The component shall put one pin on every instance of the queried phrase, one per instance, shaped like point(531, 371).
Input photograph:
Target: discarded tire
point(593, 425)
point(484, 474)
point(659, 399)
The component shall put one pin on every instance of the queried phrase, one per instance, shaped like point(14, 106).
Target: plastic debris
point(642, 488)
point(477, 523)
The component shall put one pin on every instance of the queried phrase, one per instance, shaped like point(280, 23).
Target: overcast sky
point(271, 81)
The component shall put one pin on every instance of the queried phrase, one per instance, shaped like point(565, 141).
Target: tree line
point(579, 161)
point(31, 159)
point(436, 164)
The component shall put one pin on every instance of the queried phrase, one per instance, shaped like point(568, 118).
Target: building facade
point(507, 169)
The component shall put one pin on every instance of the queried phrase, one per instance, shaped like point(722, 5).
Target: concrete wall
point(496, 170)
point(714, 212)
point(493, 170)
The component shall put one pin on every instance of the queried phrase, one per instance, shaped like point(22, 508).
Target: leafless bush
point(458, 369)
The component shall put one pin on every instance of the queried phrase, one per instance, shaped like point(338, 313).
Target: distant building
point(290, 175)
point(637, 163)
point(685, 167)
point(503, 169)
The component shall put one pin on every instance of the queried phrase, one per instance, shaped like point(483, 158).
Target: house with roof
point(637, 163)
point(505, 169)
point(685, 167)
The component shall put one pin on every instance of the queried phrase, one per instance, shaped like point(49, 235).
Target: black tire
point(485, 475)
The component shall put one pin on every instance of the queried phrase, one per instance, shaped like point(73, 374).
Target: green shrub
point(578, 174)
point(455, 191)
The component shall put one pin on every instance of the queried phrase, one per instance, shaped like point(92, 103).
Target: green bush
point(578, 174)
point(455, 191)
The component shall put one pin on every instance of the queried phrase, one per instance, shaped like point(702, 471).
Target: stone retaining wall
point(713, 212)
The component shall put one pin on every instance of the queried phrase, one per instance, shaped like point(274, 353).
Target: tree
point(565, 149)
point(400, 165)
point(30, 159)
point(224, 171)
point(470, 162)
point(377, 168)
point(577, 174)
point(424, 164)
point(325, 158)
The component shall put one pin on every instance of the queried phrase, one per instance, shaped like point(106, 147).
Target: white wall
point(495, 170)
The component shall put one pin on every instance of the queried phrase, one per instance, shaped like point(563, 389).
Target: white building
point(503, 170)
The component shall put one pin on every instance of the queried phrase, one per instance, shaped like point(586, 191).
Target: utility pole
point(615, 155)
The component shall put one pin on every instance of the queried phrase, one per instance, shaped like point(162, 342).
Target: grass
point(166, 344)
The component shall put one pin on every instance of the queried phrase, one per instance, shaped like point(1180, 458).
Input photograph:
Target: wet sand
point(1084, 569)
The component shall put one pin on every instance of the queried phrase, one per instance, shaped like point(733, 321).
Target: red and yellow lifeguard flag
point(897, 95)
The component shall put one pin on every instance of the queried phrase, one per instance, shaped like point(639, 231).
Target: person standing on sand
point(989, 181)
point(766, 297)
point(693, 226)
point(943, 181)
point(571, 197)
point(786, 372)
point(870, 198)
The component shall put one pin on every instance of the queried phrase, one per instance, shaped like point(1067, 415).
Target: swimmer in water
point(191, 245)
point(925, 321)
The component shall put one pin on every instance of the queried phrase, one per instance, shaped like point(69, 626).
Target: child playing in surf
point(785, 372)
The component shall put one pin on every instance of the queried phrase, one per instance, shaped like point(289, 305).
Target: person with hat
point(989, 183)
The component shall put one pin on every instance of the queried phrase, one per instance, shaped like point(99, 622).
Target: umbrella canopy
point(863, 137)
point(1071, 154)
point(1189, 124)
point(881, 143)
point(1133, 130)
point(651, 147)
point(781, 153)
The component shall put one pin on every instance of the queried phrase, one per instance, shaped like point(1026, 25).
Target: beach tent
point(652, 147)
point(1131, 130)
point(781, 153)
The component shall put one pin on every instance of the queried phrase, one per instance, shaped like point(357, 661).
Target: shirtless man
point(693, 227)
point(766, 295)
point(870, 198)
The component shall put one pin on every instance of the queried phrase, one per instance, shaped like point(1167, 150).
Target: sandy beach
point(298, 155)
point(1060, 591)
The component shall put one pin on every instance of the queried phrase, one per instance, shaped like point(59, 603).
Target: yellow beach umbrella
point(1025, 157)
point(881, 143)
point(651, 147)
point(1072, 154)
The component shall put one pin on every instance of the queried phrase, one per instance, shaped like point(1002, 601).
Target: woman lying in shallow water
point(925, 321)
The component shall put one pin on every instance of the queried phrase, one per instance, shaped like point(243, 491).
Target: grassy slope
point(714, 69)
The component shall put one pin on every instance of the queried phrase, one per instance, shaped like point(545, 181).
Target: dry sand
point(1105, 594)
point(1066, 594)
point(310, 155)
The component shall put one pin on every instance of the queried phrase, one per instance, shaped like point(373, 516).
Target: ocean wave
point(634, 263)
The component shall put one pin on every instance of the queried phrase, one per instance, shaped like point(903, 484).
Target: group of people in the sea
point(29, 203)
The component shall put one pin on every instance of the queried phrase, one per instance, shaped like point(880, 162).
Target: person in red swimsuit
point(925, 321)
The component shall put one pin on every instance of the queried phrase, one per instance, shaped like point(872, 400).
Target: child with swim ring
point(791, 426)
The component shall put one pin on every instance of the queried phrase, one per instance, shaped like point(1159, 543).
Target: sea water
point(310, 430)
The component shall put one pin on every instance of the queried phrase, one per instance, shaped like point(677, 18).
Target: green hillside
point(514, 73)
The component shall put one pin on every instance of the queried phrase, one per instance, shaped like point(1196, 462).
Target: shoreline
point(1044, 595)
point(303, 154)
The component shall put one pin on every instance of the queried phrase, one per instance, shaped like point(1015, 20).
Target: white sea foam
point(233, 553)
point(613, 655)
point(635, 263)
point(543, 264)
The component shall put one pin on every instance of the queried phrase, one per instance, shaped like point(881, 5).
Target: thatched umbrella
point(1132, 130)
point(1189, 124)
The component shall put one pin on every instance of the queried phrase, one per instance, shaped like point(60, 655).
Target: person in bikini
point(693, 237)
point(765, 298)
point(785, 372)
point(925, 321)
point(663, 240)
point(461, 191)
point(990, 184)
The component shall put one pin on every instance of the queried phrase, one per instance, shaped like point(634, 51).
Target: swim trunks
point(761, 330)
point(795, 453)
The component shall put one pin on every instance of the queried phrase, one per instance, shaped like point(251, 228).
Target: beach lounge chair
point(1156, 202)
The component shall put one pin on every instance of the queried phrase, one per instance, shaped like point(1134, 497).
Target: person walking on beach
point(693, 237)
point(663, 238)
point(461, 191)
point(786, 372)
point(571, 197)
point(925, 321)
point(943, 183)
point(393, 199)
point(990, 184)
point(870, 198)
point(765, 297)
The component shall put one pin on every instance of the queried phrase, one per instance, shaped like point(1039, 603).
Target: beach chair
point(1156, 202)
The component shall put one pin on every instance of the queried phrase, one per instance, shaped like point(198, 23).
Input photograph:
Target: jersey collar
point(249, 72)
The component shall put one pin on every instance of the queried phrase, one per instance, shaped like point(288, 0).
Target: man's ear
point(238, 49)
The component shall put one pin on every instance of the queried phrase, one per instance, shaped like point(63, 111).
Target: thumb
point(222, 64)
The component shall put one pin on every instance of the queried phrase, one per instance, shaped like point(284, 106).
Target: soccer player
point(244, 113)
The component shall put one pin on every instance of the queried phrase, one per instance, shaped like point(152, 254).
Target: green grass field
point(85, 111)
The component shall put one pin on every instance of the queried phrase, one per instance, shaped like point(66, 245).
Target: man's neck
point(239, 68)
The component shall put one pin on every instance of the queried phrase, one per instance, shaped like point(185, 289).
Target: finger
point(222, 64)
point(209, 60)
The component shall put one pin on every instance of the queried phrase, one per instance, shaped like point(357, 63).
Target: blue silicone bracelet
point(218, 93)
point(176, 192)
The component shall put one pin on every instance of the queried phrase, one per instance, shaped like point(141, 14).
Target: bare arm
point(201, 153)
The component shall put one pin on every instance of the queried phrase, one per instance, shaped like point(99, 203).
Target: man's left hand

◆ **TASK TO CARRY OUT**
Using the listing above, copy exactly the line that contains "Target: utility pole", the line that contains "like point(357, 661).", and each line that falls between them.

◆ **OUTPUT**
Target: utility pole
point(615, 155)
The component shall put one pin on every instance of the queried phrase, one per instance, shaped like point(162, 342).
Target: grass
point(166, 344)
The component shall put one pin on every instance of the queried phrase, one per instance, shaped like point(1180, 458).
Input photograph:
Target: wet sand
point(1084, 569)
The component shall put one pin on every instance of the queried phrase, one per instance, shaped like point(733, 321).
Target: red and yellow lifeguard flag
point(897, 95)
The component shall put one pin on every instance of the queried phrase, one per instance, shaped like point(639, 231).
Target: person standing on sand
point(989, 181)
point(766, 297)
point(693, 226)
point(943, 181)
point(571, 197)
point(786, 372)
point(870, 198)
The component shall put one pin on every instance of the queried phrase, one per instance, shaped like point(1067, 415).
Target: swimmer in water
point(191, 245)
point(925, 321)
The component shall put one pin on every instance of the queried phrase, one per instance, shaped like point(69, 626).
Target: child playing in surf
point(785, 372)
The component shall put one pin on every instance of the queried phrase, one per instance, shaped like point(289, 305).
Target: person with hat
point(989, 183)
The component shall put one pin on every instance of the queried phrase, one per instance, shaped like point(99, 622).
Target: umbrella canopy
point(863, 137)
point(1071, 154)
point(1189, 124)
point(881, 143)
point(1133, 130)
point(651, 147)
point(781, 153)
The component shall put one pin on every instance of the queried phrase, one per instance, shaped like point(1026, 25).
Target: beach tent
point(652, 147)
point(1131, 130)
point(781, 153)
The component shall put one pin on every instance of the queried phrase, one per instance, shaped like point(357, 661).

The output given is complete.